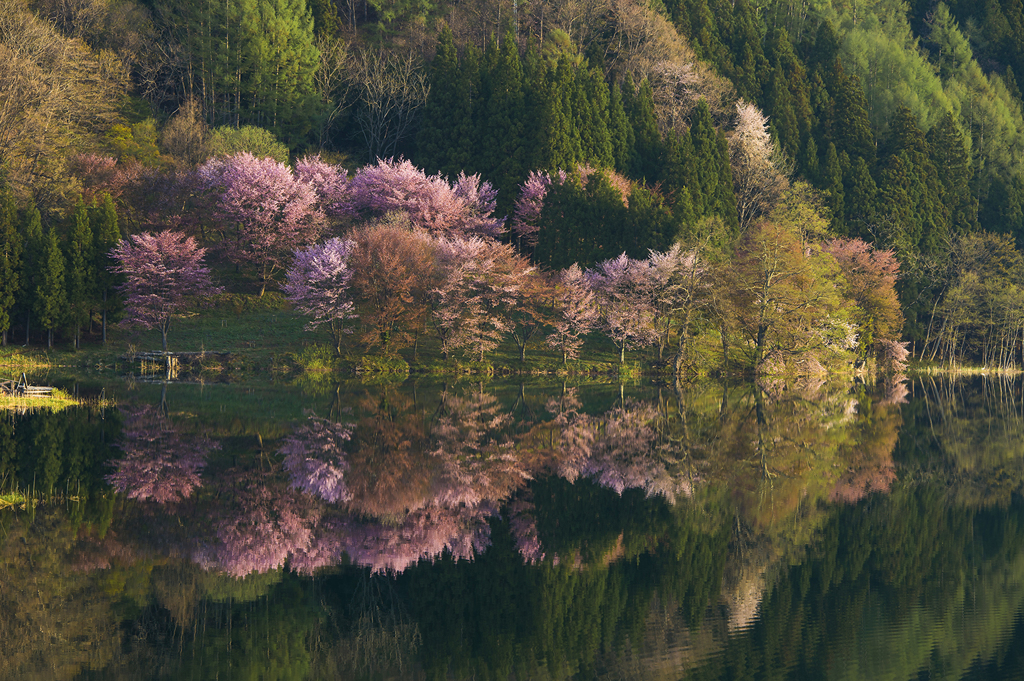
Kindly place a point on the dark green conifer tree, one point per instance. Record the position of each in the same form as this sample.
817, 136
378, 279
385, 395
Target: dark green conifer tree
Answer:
448, 110
80, 279
833, 180
949, 156
10, 257
503, 150
647, 141
34, 243
51, 295
107, 233
620, 130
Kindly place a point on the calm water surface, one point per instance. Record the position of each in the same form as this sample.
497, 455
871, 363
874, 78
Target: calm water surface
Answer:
507, 530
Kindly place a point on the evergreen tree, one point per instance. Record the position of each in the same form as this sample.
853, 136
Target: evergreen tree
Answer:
647, 140
833, 180
503, 152
620, 130
51, 296
595, 136
107, 233
80, 279
34, 243
10, 257
949, 157
448, 116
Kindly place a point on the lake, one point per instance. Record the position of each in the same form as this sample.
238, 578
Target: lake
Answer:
507, 529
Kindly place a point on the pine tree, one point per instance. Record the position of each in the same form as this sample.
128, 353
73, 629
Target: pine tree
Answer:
647, 140
503, 149
10, 257
620, 130
448, 115
34, 243
79, 274
51, 296
595, 137
107, 235
949, 156
707, 161
833, 180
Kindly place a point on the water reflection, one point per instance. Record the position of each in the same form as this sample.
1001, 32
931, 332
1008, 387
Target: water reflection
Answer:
805, 530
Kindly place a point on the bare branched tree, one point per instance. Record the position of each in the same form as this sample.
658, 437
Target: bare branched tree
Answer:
332, 83
391, 89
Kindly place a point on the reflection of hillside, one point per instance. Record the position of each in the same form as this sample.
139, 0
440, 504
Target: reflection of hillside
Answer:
977, 428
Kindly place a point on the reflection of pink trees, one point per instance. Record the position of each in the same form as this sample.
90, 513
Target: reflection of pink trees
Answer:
260, 527
479, 463
159, 464
577, 432
626, 454
314, 457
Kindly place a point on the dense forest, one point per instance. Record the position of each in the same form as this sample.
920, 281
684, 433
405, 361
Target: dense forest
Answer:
802, 147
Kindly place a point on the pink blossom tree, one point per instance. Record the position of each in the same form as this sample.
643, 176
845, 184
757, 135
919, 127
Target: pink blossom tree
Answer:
164, 275
314, 457
334, 192
483, 282
265, 212
625, 293
577, 312
317, 285
159, 463
430, 202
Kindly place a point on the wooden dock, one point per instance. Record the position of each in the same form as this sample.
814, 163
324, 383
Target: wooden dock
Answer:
22, 388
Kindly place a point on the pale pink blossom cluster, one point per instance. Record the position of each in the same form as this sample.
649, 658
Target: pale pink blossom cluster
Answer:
430, 202
159, 463
314, 457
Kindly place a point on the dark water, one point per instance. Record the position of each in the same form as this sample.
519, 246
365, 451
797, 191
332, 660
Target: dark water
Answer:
516, 530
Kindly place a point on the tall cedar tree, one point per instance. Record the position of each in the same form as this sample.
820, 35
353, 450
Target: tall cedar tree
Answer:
51, 295
10, 257
107, 233
80, 277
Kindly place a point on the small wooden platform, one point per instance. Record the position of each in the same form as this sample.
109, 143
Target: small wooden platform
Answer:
23, 388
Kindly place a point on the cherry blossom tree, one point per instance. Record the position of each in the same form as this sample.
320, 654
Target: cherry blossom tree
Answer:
164, 275
393, 270
483, 282
264, 211
577, 312
314, 457
759, 167
625, 294
317, 285
430, 202
159, 463
329, 181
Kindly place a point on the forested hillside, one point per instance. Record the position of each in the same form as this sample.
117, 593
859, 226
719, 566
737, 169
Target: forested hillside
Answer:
572, 130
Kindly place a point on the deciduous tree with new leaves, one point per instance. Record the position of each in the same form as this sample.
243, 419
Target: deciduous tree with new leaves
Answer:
265, 213
483, 282
577, 312
164, 275
317, 285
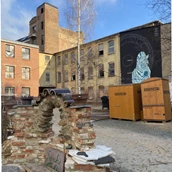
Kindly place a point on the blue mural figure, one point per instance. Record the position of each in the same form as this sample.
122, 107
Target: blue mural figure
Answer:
142, 70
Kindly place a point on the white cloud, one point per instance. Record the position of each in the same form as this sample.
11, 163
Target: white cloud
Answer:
14, 20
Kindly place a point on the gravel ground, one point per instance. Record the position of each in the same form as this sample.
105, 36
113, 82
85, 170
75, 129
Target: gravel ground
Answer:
139, 146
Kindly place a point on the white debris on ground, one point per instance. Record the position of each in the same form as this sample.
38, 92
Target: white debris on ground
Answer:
100, 156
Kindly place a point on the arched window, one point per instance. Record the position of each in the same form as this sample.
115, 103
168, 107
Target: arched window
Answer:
101, 71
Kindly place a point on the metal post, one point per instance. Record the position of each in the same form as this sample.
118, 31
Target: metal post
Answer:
79, 71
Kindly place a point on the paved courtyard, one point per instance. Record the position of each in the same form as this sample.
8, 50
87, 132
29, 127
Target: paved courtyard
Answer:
139, 146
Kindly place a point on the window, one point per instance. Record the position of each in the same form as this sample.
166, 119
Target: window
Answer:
73, 76
73, 90
47, 60
90, 72
34, 29
42, 10
90, 53
65, 59
25, 73
82, 54
73, 57
101, 70
82, 74
42, 39
111, 70
25, 91
25, 53
42, 25
34, 41
90, 93
58, 60
9, 93
100, 49
82, 90
101, 91
66, 76
9, 51
110, 47
47, 77
59, 77
9, 71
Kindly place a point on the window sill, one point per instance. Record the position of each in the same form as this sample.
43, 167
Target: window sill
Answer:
111, 53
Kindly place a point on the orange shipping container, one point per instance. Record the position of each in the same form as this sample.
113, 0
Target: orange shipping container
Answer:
156, 99
125, 102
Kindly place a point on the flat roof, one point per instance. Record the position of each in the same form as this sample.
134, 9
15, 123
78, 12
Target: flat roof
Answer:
19, 43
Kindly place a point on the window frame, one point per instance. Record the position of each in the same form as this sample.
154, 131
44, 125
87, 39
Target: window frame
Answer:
7, 73
9, 51
109, 69
47, 77
25, 75
111, 47
26, 88
100, 49
24, 53
59, 77
101, 75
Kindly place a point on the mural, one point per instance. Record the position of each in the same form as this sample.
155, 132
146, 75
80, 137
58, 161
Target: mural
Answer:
142, 70
140, 53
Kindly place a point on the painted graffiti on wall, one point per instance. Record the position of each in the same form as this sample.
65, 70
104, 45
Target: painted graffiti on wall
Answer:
140, 54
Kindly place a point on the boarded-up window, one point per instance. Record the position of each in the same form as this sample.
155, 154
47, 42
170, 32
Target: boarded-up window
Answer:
100, 49
82, 90
82, 74
9, 51
9, 93
65, 59
9, 71
82, 54
111, 70
110, 47
90, 93
25, 73
73, 76
66, 76
47, 60
73, 57
25, 53
58, 60
59, 77
47, 77
90, 53
73, 90
101, 90
101, 71
25, 91
90, 72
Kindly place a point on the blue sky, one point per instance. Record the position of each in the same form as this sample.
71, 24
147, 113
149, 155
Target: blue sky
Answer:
113, 16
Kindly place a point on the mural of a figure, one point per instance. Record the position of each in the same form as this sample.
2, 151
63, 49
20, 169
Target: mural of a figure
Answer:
142, 70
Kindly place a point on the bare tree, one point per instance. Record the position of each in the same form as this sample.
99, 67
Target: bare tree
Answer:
80, 15
161, 8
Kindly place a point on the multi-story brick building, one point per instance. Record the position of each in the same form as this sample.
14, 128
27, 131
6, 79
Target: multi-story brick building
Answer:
47, 70
19, 69
46, 32
99, 66
111, 60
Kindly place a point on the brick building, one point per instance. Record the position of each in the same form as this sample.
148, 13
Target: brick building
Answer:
19, 69
46, 32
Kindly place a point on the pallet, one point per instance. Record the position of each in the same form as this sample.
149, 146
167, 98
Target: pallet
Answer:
156, 121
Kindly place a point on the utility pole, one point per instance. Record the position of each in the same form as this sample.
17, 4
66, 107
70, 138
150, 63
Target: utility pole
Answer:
79, 28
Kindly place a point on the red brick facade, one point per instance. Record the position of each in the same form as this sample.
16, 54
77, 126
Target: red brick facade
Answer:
23, 73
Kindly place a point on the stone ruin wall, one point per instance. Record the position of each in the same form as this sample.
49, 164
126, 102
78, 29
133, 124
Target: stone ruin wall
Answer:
33, 131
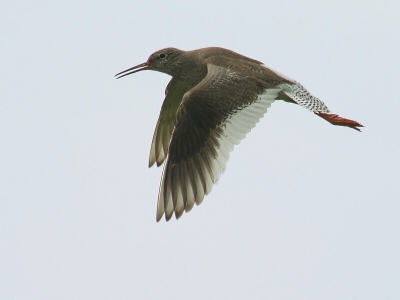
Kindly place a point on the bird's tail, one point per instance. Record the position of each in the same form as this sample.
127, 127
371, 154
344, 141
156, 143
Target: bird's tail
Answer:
299, 95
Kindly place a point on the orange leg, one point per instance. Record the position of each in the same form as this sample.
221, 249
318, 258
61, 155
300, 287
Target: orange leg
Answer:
337, 120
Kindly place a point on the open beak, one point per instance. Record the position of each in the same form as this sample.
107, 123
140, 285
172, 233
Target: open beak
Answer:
141, 67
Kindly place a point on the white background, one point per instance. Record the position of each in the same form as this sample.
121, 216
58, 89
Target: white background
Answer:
305, 210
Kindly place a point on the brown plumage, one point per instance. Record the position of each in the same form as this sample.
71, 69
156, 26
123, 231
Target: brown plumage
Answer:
213, 100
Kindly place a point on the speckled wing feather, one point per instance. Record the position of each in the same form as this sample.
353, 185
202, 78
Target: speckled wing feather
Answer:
213, 117
166, 121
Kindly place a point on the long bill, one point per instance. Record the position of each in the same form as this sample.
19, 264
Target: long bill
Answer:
141, 67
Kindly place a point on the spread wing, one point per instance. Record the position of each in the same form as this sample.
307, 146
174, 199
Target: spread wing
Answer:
166, 121
213, 117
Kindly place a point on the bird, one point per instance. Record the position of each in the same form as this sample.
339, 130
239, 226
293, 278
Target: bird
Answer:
215, 97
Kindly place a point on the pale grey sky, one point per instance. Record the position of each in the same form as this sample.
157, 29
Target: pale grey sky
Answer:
305, 210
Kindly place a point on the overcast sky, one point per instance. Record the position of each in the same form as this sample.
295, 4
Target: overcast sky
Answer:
304, 210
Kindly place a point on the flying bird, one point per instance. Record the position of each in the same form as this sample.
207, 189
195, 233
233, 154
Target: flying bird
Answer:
213, 100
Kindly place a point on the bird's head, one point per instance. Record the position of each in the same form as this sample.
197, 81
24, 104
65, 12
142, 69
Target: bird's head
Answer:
164, 60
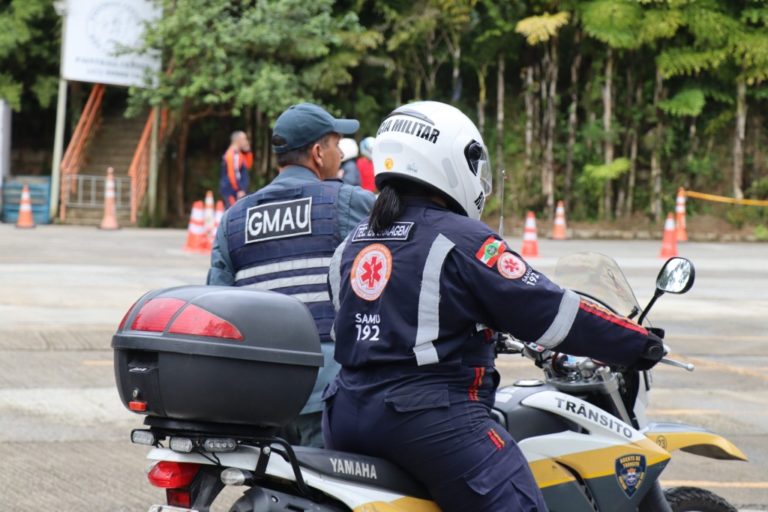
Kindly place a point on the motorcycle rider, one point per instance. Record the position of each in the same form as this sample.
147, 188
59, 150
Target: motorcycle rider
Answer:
282, 237
418, 289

Exercise: Copy the material word for word, starting at the line containing "Kindly place a point on the pale grey" and continuing through the end of the material, leaving out the pictures.

Result of the task:
Kindly place a point on the pale grey sky, one point per instance. Record the position of each in the same form as this sample.
157, 29
Target: pale grey sky
Answer:
305, 210
Kindly place a point on the overcast sky, one point per instance. Record the position of each in the same form as this sample.
295, 4
Target: overcast sky
Answer:
304, 210
Kindly place a point on the flying bird, one point per instance. Record the position of each in the same form as this sample.
207, 189
195, 233
233, 154
Target: flying bird
Answer:
213, 100
Kindly place a point on the bird's head, one point per instance. Record the position of each in the same form as this sample.
197, 81
24, 104
65, 12
142, 69
Target: bird's head
Answer:
164, 60
Kindly place a point on the motorcycle rider, one point per instance. Record the position of each in the same form as this sample.
147, 188
59, 150
Target: motorcycle rider
Answer:
282, 237
418, 289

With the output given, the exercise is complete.